Records of labeled points
****

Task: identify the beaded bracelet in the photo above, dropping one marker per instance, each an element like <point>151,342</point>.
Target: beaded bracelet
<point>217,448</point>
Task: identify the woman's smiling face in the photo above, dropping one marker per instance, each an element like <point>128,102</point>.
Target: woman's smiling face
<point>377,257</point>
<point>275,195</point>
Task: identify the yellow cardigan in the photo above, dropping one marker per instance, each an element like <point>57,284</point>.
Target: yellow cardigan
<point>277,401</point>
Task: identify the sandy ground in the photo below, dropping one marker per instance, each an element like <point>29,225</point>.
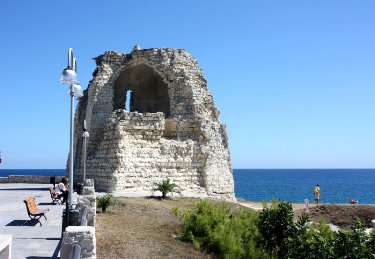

****

Copy every record above word for word, leaving out the pictures.

* Reply:
Task: identify the beaded bracelet in the photo above, dropping one marker per instance, each an element like <point>151,342</point>.
Target: beaded bracelet
<point>217,448</point>
Task: identify the woman's smiling face in the photo above, dropping one marker per instance, each an element like <point>128,102</point>.
Target: woman's smiling face
<point>377,257</point>
<point>275,195</point>
Task: identify the yellow cardigan in the photo above, dropping one marker per instance, each an element like <point>57,284</point>.
Target: yellow cardigan
<point>277,401</point>
Task: identify the sandy ground in the photo below, dropping one marker per instance, each an element like <point>29,225</point>.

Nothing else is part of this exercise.